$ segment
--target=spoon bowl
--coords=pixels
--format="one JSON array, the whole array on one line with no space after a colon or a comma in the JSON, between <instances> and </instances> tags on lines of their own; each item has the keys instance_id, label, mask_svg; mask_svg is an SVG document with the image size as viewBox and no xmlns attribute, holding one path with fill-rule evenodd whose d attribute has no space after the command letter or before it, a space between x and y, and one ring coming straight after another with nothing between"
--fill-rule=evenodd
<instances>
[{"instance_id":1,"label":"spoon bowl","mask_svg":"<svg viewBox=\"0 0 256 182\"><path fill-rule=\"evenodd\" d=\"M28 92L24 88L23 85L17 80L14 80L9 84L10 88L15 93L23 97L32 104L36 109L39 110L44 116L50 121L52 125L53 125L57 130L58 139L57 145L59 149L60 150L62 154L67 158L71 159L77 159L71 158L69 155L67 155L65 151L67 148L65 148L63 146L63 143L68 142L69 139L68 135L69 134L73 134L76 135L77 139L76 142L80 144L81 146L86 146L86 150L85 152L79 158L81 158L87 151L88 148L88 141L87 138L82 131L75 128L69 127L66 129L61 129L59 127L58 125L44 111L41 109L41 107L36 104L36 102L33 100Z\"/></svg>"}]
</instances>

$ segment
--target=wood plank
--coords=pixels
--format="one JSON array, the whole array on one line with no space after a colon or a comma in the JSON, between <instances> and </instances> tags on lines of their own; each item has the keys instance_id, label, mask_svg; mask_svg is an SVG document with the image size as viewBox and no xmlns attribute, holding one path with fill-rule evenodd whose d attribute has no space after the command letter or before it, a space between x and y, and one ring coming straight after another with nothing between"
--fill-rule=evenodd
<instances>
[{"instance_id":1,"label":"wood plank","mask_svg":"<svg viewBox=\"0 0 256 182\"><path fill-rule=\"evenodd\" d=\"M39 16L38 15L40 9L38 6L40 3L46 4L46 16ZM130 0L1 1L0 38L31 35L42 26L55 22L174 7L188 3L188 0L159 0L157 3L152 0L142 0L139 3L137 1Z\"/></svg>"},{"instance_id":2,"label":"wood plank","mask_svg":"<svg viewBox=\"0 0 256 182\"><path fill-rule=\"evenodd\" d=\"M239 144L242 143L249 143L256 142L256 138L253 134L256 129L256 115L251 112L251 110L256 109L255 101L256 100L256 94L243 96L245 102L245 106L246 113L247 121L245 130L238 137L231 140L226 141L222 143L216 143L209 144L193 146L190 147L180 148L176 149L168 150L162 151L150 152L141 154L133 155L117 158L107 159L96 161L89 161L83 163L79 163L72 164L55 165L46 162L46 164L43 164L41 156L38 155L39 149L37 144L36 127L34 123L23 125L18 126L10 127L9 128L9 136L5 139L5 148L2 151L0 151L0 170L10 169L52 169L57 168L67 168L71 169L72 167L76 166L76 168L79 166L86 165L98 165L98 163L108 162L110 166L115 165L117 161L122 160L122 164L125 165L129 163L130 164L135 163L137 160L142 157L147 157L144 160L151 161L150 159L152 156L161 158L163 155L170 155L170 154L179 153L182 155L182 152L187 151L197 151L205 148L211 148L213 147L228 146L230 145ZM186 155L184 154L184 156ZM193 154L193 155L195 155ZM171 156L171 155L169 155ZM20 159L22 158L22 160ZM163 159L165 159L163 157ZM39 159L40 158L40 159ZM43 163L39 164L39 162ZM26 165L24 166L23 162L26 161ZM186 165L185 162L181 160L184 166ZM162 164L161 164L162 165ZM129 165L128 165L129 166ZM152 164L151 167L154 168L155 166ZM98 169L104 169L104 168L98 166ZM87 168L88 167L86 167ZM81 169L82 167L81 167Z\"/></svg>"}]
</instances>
###
◆ **Given exercise**
From the material above, copy in full every line that contains the string "target".

◆ **Answer below**
--target=spoon bowl
--target=wood plank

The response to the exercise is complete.